* DIRECTIONS FOR THIS TASK
Return each line of the records with nothing changed, pictures excepted.

Data extracted from a collection
■ ■ ■ ■ ■ ■ ■
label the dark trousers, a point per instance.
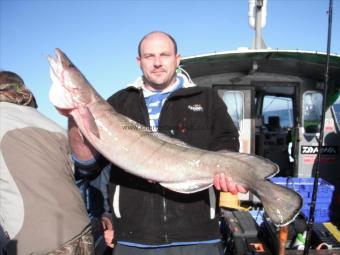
(198, 249)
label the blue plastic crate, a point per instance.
(304, 186)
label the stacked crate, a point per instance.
(304, 186)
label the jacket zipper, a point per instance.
(147, 122)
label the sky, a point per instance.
(101, 36)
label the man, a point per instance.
(147, 218)
(42, 211)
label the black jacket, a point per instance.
(148, 213)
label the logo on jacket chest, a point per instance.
(195, 107)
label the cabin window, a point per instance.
(234, 101)
(277, 112)
(312, 108)
(336, 107)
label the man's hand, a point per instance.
(108, 231)
(226, 184)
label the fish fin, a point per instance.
(282, 206)
(264, 167)
(187, 187)
(169, 139)
(89, 121)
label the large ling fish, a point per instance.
(153, 156)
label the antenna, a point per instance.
(257, 13)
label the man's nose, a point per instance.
(157, 61)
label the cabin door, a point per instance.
(240, 101)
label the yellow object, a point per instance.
(229, 200)
(333, 229)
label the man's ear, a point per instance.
(178, 59)
(138, 60)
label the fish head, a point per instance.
(70, 89)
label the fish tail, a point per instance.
(281, 204)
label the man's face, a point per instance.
(158, 61)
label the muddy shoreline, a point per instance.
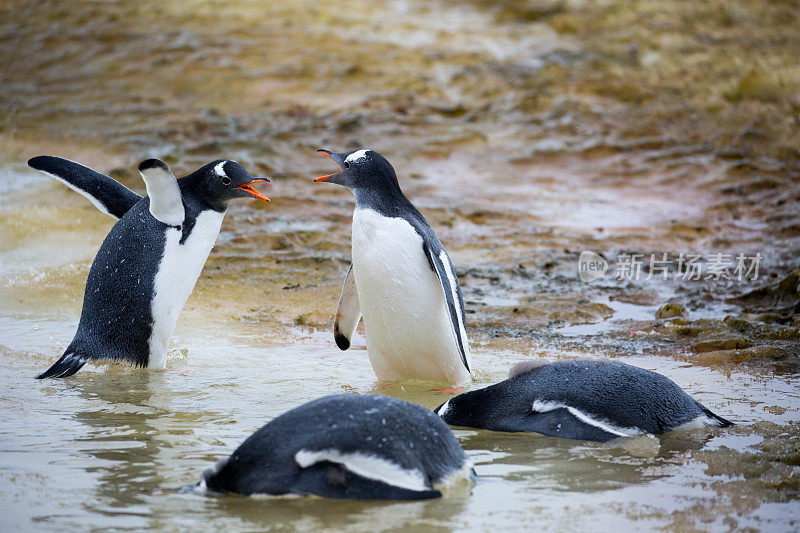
(525, 132)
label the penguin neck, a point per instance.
(197, 202)
(389, 201)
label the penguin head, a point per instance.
(224, 180)
(361, 170)
(470, 408)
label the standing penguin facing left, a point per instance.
(401, 280)
(149, 263)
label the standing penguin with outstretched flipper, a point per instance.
(401, 280)
(149, 263)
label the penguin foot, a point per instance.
(450, 390)
(66, 366)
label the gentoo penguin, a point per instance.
(149, 262)
(579, 399)
(401, 280)
(346, 446)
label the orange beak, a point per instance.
(247, 188)
(323, 178)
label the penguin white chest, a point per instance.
(175, 278)
(407, 326)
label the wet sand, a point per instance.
(525, 133)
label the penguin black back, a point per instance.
(346, 446)
(579, 399)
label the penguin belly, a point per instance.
(175, 278)
(408, 329)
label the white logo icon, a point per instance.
(591, 266)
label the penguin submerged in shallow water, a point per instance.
(401, 280)
(346, 446)
(578, 399)
(149, 263)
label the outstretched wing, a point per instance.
(166, 202)
(107, 194)
(440, 263)
(348, 313)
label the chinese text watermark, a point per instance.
(684, 266)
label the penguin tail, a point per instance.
(716, 420)
(69, 363)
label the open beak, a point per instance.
(247, 188)
(323, 178)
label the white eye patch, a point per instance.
(356, 156)
(220, 169)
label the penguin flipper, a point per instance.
(558, 422)
(107, 194)
(166, 202)
(334, 480)
(348, 312)
(441, 265)
(68, 364)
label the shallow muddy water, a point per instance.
(526, 133)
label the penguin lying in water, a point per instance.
(401, 280)
(149, 263)
(579, 399)
(346, 446)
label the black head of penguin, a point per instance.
(364, 172)
(218, 182)
(472, 408)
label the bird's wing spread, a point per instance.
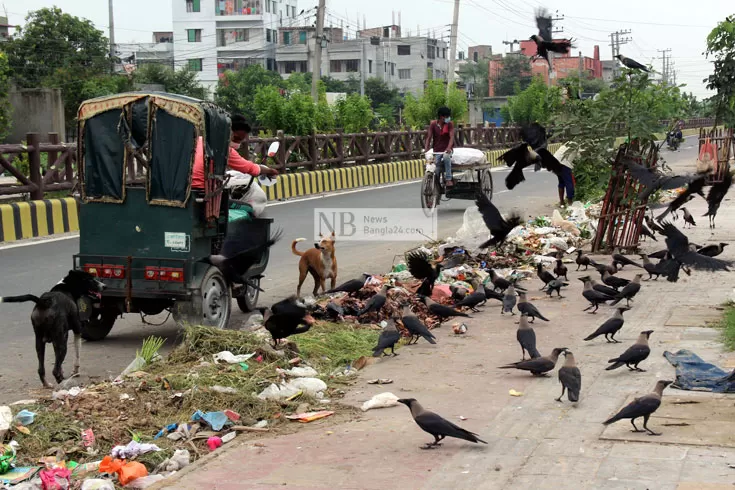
(544, 23)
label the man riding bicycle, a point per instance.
(441, 134)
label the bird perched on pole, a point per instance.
(631, 63)
(388, 338)
(634, 355)
(415, 327)
(570, 378)
(420, 267)
(544, 40)
(611, 326)
(539, 365)
(715, 196)
(436, 425)
(595, 298)
(629, 291)
(440, 311)
(526, 337)
(499, 227)
(642, 407)
(529, 309)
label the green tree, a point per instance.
(58, 50)
(421, 111)
(537, 103)
(514, 76)
(236, 89)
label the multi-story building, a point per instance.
(404, 62)
(212, 36)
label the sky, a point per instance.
(654, 24)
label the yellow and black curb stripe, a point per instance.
(32, 219)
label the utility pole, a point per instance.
(453, 45)
(616, 42)
(316, 68)
(111, 13)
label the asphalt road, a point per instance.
(38, 267)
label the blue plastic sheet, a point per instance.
(694, 374)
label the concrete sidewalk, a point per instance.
(534, 442)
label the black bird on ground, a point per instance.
(376, 303)
(614, 281)
(634, 355)
(631, 63)
(420, 267)
(437, 426)
(561, 270)
(388, 339)
(352, 286)
(611, 326)
(570, 378)
(712, 250)
(285, 318)
(556, 285)
(582, 260)
(688, 218)
(642, 407)
(415, 327)
(529, 309)
(440, 311)
(499, 227)
(544, 40)
(629, 291)
(242, 248)
(695, 187)
(545, 276)
(678, 245)
(526, 337)
(538, 366)
(595, 298)
(715, 196)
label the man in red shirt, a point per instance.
(240, 132)
(441, 132)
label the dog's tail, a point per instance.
(293, 247)
(23, 299)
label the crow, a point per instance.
(544, 41)
(388, 338)
(570, 378)
(285, 318)
(715, 196)
(611, 326)
(712, 250)
(678, 245)
(243, 247)
(538, 366)
(415, 327)
(419, 266)
(631, 63)
(641, 407)
(436, 425)
(498, 226)
(634, 355)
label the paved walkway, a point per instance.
(534, 442)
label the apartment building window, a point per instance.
(195, 64)
(194, 35)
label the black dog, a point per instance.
(56, 312)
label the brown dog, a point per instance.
(319, 261)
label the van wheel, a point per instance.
(99, 325)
■ ■ ■ ■ ■ ■ ■
* SOLUTION TO THE PROBLEM
label the dark trousers, a point per instance.
(198, 249)
label the blue plastic crate, a point per instance.
(304, 186)
label the stacked crate, a point per instance.
(304, 186)
label the jacket zipper, a point per instance.
(147, 122)
label the sky, a point per instance.
(101, 36)
label the man, a point per instance.
(147, 218)
(42, 211)
label the black jacket, a point per instance.
(148, 213)
label the logo on jacket chest, a point per instance.
(195, 107)
label the cabin window, a point per instance.
(234, 101)
(277, 112)
(312, 108)
(336, 107)
label the man's hand, a point per instance.
(108, 231)
(226, 184)
label the fish fin, a point per instance.
(282, 206)
(264, 167)
(187, 187)
(169, 139)
(89, 121)
label the large ling fish, a point per instance.
(153, 156)
label the antenna, a point per instance.
(257, 13)
label the man's nose, a point per instance.
(157, 61)
label the cabin door, a point per instance.
(240, 101)
label the yellow object, a point per instance.
(229, 200)
(333, 229)
label the man's ear, a point per instance.
(178, 59)
(138, 60)
label the fish head, a point per instance.
(70, 89)
label the fish tail, a point per instance.
(281, 204)
label the man's face, a point per instance.
(158, 61)
label the muddy shoreline, a point per instance.
(525, 132)
label the penguin neck, a point per instance.
(197, 202)
(389, 201)
label the penguin head, a point per instance.
(224, 180)
(361, 170)
(470, 408)
label the standing penguin facing left, a point per instance.
(401, 280)
(149, 263)
label the standing penguin with outstretched flipper, a point per instance.
(401, 280)
(149, 263)
label the penguin foot, a point per instance.
(450, 390)
(66, 366)
label the gentoo penguin, a point per instance.
(149, 262)
(579, 399)
(401, 280)
(346, 446)
label the orange beak, a point per instance.
(247, 188)
(323, 178)
label the penguin white chest, a point per instance.
(175, 278)
(407, 326)
label the wet sand, a point per instance.
(525, 133)
label the penguin black back, a point per instance.
(346, 446)
(579, 399)
label the penguin belly, a point per instance.
(175, 278)
(408, 329)
label the white logo icon, a point per instance.
(591, 266)
label the penguin submerged in shallow water, a point per instance.
(401, 280)
(346, 446)
(578, 399)
(149, 263)
label the outstretched wing, a point per instance.
(166, 202)
(107, 194)
(440, 263)
(348, 313)
label the chinese text watermark, a point per instance.
(684, 266)
label the penguin tail, a point per instance.
(716, 420)
(69, 363)
label the open beak, a point per instance.
(247, 188)
(323, 178)
label the white eye patch, a point per instance.
(356, 156)
(220, 169)
label the penguin flipper, a point per instance.
(558, 422)
(107, 194)
(166, 202)
(334, 480)
(348, 312)
(441, 265)
(68, 364)
label the shallow muddy water, a point per instance.
(526, 133)
label the penguin lying in water, a point per instance.
(401, 280)
(149, 263)
(579, 399)
(346, 446)
label the black head of penguin, a point per instance.
(364, 172)
(218, 182)
(472, 408)
label the bird's wing spread, a point per instance.
(544, 23)
label the man riding bicycle, a point per instance.
(441, 134)
label the bird perched on pole, a point per instance.
(631, 63)
(388, 338)
(634, 355)
(415, 327)
(570, 378)
(420, 267)
(544, 40)
(611, 326)
(539, 365)
(715, 196)
(436, 425)
(595, 298)
(629, 291)
(440, 311)
(526, 337)
(499, 227)
(642, 407)
(529, 309)
label the green tree, a point per instance.
(58, 50)
(421, 111)
(537, 103)
(514, 76)
(236, 89)
label the multi-story building, a point per instance.
(404, 62)
(212, 36)
label the sky, a point per instance.
(654, 24)
label the yellow and black curb stripe, a point per instance.
(32, 219)
label the utility pole, a point per instance.
(453, 45)
(616, 42)
(316, 68)
(111, 13)
label the asphalt road, a point per instance.
(38, 267)
label the blue plastic sheet, a point per instance.
(694, 374)
label the concrete sidewalk, a point per instance.
(534, 442)
label the black bird on ground, a point per instance.
(376, 303)
(614, 281)
(634, 355)
(631, 63)
(420, 267)
(437, 426)
(561, 270)
(388, 339)
(352, 286)
(611, 326)
(570, 378)
(712, 250)
(285, 318)
(556, 285)
(582, 260)
(688, 218)
(642, 407)
(415, 327)
(529, 309)
(440, 311)
(499, 227)
(544, 40)
(629, 291)
(242, 248)
(695, 187)
(545, 276)
(678, 245)
(526, 337)
(538, 366)
(595, 298)
(715, 196)
label the man in red shirt, a point per instance.
(240, 132)
(441, 132)
label the dog's tail, a point per instance.
(293, 247)
(23, 299)
label the crow, a point per instance.
(544, 41)
(388, 338)
(570, 378)
(285, 318)
(715, 196)
(611, 326)
(712, 250)
(678, 245)
(243, 247)
(538, 366)
(415, 327)
(419, 266)
(631, 63)
(641, 407)
(436, 425)
(498, 226)
(634, 355)
label the paved walkway, a point per instance.
(534, 442)
label the apartment building window, a point per instance.
(195, 64)
(194, 35)
label the black dog, a point per instance.
(56, 312)
label the brown dog, a point per instance.
(319, 261)
label the van wheel, a point per instance.
(99, 325)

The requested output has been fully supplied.